**Items:**
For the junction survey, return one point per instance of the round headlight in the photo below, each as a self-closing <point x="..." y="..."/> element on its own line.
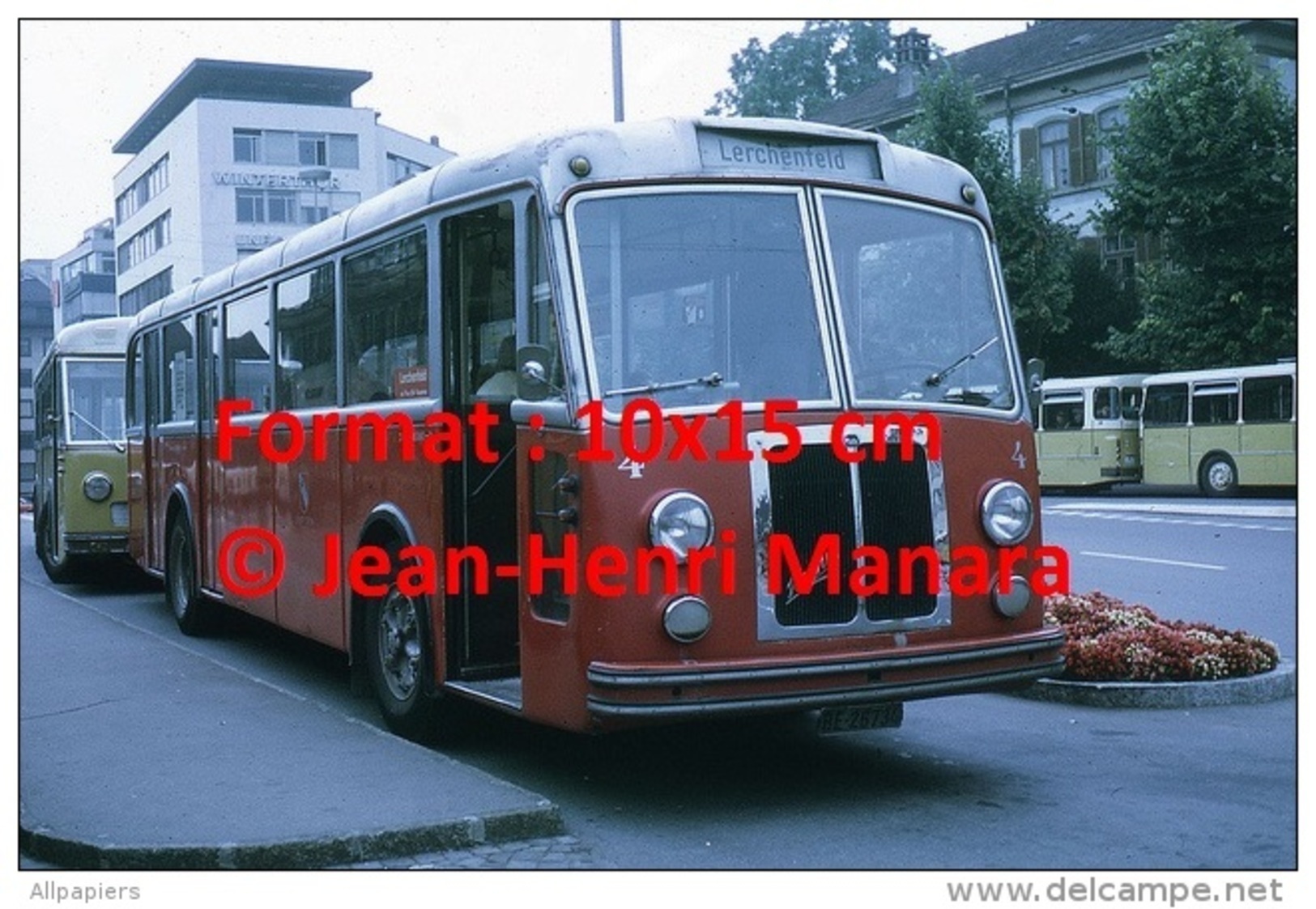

* * *

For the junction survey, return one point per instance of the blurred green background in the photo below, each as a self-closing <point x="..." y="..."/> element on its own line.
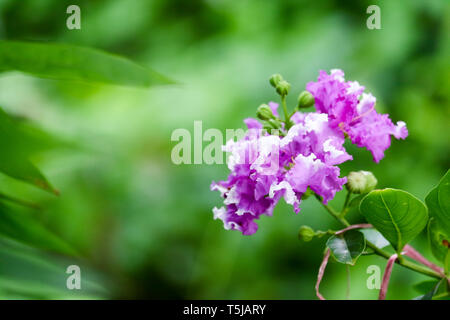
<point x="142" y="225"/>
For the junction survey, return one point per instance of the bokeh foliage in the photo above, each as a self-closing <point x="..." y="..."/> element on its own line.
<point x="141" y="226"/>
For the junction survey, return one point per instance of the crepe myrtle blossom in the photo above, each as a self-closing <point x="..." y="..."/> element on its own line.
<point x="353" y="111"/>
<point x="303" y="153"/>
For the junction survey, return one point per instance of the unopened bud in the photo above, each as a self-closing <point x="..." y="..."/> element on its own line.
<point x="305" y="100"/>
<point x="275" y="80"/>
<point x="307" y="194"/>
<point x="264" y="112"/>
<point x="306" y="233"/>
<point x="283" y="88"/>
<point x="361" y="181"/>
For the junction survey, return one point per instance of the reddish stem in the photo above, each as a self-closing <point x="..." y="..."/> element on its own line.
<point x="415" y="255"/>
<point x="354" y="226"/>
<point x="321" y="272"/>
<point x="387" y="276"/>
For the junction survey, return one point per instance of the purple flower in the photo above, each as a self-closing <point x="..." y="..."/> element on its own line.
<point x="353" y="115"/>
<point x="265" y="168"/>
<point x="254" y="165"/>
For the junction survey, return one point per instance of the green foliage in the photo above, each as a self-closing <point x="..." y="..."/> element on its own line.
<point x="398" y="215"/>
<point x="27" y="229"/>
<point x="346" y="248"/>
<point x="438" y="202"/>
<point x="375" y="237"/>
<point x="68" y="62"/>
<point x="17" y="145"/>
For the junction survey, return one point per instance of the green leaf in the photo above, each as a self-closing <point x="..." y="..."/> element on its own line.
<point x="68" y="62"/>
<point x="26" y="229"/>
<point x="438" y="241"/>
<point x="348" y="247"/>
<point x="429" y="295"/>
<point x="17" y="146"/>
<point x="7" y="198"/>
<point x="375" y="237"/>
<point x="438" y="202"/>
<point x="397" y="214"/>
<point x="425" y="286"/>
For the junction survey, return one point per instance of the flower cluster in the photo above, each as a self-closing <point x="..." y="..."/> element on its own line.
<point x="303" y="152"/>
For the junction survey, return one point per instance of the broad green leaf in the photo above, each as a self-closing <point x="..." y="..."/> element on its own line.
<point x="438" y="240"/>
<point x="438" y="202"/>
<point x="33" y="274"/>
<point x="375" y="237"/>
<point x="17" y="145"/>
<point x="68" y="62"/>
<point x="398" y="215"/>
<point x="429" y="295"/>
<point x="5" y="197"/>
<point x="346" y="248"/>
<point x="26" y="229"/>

**Your goal:**
Return each row above that contains the string "leaf". Case counts.

**Task solution:**
For the junction survey, return one point per instance of the green leaf in the photo above, each as a self-closing <point x="..." y="..."/> element on its own line.
For the junction survey, return one point per instance of the broad green leaf in the photo above, each as a self-closing <point x="..." y="..."/> element on its own line.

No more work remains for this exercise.